#### Task instructions
Copy every record below, exactly as written.

#### Provided material
::::::::::

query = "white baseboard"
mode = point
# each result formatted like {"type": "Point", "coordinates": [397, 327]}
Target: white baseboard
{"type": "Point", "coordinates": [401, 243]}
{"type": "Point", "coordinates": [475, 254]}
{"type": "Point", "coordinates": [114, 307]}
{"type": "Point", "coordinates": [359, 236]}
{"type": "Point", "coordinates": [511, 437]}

::::::::::

#### Response below
query = "white baseboard"
mode = point
# each result formatted like {"type": "Point", "coordinates": [397, 327]}
Target: white baseboard
{"type": "Point", "coordinates": [401, 243]}
{"type": "Point", "coordinates": [475, 254]}
{"type": "Point", "coordinates": [114, 307]}
{"type": "Point", "coordinates": [359, 236]}
{"type": "Point", "coordinates": [511, 437]}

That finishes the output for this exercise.